:: Teks Pilihan ::

Pages

Filsafat Pendidikan

FILSAFAT DAN IDEOLOGI PENDIDIKAN

Untuk memahami filsafat pendidikan haruslah merujuk pada filasat secara umum. Filsafat dalam kata arab falsafah, berasal dari bahasa Yunani, Philosophia, yang berarti philo = cinta, suka (loving), dan sophia = pengetahuan, hikmah (wisdom). Jadi secara semantic filsafat adalah cinta kepada pengetahuan/ kebenaran. Sedangkan secara epistemologis filsafat berarti alam pikiran atau alam berpikir (Mustofa, 1999). Sedangkan sasaran filsafat adalah kesemestaan (universalitas).
Ujar Abraham Kaplan sebagaimana yang dikutib Wiliam F.O’neil, untuk memaparkan filosofi seseorang adalah sama dengan mengatakan bagaimana ia menentukan arah bagi dirinya dirinya sendiri di dunia pengalamannya, makna apa yang ia temukan dalam peristiwa-peristiwa, nilai mana yang dianutnya, tolok ukur atau ukuran macam apa yang memandu pilihannya dalam segala hal yang ia lakukan (O’neil: 2001). Filsafat adalah yang berkenaan dengan yang umum dan bukan yang khusus, berkaitan dengan makna dan bukannya fakta. Berfilsafat adalah pencarian yang terus menerus terhadap makna-makna yang luas, yang lebih jernih, lebih bisa berkompromi serta lebih jelas.

Ada tiga ideologi pendidikan yang saat ini yang dalam prakteknya terwujud dalam sistem pendidikan kita sehari-hari:
1. Konservatif
Idoleogi berakar dari keyakinan bahwa realitas sosial adalah semata-mata given, determinan dan pasti, struktur sosial adalah segala-galanya, setiap orang terikat dalam kontrak sosial dengan sekitarnya, orang tidak biosa mempertanyakan apa-apa yang seakan akan telah menjadi kenyataan. Walaupun itu bernama ketimpangan dan kesenjangan sosial, keterbelakangan karena semata-mata sudah given. Dalam praktek pendidikan, seringkali kita temui dalam tradisi kehidupan masyarakat yang masih memegang erat feodalisme.

:::

◆ Petunjuk Tugas ◆
**1)** Kutip bagian teks tentang filsafat pendidikan, mulai dari kata-kata yang memuat "FILSAFAT DAN IDEOLOGI" dan berhenti setelah "adalah kesemestaan (universalitas).".
**2)** Tolong sebutkan semua nama tokoh yang dirujuk dalam teks tentang filsafat pendidikan.
**3)** Lanjutkan teks tentang filsafat pendidikan mulai setelah kalimat terakhirnya.
Data sama sekali tidak dipakai untuk bagian ini.

:: Data yang Diberikan ::

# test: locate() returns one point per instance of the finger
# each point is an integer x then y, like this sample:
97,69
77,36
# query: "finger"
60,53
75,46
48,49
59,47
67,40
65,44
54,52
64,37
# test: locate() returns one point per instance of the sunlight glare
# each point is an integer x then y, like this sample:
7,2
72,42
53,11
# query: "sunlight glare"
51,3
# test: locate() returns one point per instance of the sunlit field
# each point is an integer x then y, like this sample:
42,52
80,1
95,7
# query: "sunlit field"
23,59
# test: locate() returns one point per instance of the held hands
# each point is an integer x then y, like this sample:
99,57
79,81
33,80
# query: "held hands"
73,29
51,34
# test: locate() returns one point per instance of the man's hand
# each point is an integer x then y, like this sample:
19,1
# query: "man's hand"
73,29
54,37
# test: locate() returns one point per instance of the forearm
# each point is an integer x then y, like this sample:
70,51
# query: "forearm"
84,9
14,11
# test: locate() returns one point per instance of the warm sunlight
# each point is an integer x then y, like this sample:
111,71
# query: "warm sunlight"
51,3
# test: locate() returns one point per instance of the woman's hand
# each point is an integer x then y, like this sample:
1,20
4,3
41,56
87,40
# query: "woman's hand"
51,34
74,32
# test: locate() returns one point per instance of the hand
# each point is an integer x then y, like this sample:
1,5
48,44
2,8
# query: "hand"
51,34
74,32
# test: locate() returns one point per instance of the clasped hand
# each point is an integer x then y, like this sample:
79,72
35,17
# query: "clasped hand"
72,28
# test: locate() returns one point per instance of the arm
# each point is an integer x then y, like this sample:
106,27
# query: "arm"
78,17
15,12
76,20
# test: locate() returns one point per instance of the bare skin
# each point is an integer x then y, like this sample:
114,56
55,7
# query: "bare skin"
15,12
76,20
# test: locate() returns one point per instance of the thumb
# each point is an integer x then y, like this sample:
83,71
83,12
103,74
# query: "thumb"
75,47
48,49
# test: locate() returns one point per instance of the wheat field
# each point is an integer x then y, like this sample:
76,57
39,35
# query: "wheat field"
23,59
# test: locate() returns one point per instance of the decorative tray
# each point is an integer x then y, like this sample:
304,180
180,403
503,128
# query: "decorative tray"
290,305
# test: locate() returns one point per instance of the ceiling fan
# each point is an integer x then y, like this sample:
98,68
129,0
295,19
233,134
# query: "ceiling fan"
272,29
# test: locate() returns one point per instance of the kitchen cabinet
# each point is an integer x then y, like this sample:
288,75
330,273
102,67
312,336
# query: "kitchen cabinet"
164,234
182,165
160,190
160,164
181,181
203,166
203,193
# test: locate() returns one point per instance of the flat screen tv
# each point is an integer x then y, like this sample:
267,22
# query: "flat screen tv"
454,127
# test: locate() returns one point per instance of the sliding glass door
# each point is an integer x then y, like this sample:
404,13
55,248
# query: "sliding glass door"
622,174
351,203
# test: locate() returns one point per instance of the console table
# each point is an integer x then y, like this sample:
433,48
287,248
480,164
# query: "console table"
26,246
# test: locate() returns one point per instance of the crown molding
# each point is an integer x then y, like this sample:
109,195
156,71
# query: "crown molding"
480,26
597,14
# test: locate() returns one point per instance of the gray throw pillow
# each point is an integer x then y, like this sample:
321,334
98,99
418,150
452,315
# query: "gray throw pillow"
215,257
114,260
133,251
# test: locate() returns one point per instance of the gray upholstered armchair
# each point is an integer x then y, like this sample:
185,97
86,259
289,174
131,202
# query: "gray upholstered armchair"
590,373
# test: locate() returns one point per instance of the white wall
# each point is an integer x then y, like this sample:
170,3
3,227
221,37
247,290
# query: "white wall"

:::

◆ Jawaban ◆
**1)**
FILSAFAT DAN IDEOLOGI PENDIDIKAN

Untuk memahami filsafat pendidikan haruslah merujuk pada filasat secara umum. Filsafat dalam kata arab falsafah, berasal dari bahasa Yunani, Philosophia, yang berarti philo = cinta, suka (loving), dan sophia = pengetahuan, hikmah (wisdom). Jadi secara semantic filsafat adalah cinta kepada pengetahuan/ kebenaran. Sedangkan secara epistemologis filsafat berarti alam pikiran atau alam berpikir (Mustofa, 1999). Sedangkan sasaran filsafat adalah kesemestaan (universalitas).

**2)** Mustofa, Abraham Kaplan, Wiliam F.O'neil

**3)**
2. Liberal
Pasang-surut dunia pendidikan kita secara resiprokal adalah potret lain dari perkembangan kehidupan masyarakat kita. Dalam banyak hal pendidikan kita memang sedang dalam kondisi babak belur. Terutama setelah beberapa kebijakan terakhir menyangkut soal kurikulum, institusional maupun problem paradigmatik. Namun tidak sulit menarik benang merah, berkait dengan kaitan kondisi pendidikan dengan kondisi kehidupan sosial secara umum. kehidupan global kelihatannya tak mampu lagi membendung kemenangan ideologi dan paradigma neo-liberalis dan kemenangan globalisasi, terutama menyangkut soal-soal ekonomi.
Pandangan ekonomi dari neoliberalisme, mengandaikan sama dengan pandangan liberalisme klasik. Pandangan yang pada intinya mendasarkan pada dua hukum dasar liberalisme klasik yakni, hukum fundamentalisme pasar dan hukum laissez faire . Fundamentalisme pasar mengandaikan bahwa pergerakan ekonomi semata-mata harus di serahkan pada pasar. Karena pasar memiliki apa yang dinamakan sebagai invisible hand (tangan ghaib) yang akan mampu secara otomatis mengendalikan harga. "bila jumlah penawaran tinggi dan pembelian rendah maka otomatis harga akan turun", begitu juga sebaliknya. Hukum pasar ini juga mengandaikan adanya: kompetisi yang tiada kompromi.
Jadi untuk mampu berkompetisi di era pasar bebas ini ada satu kata yang tidak bisa di tawar dan harus di lalui : kompetisi. Siapa yang lantas mampu berkompetisi, tentu mereka yang memiliki kemampuan modal, ilmu pengetahuan dan kelebihan lainnya. Yang tidak memilikinya, tentu akan menjadi penonton bahkan korban dan obyek permainan semata.
Yang kedua adalah hukum laissez faire, "biarkan sendiri". Larangan, intervensi negara terhadap kecenderungan pasar, karena pasar memiliki hukum sendiri. Pemerintah malah harus menjaga bagaimana pasar dan kompetisi berjalan fair. Kedua hukum ini ternyata secara sadar, telah di adopsi dunia pendidikan. Di dunia pendidikan kita lekat dengan istilah "Sumber Daya Manusia", dan hal ini menjadi sebuah pendekatan pendidikan di negeri kita. Kalimat ini sebenarnya berakar dari salah satu hukum liberalisme klasik diatas yakni: hukum pasar dan kompetisi. Kadangkala banyak diantara para praktisi pendidikan tidak menyadarinya, bahkan dengan tidak mau tahu mengikutinya.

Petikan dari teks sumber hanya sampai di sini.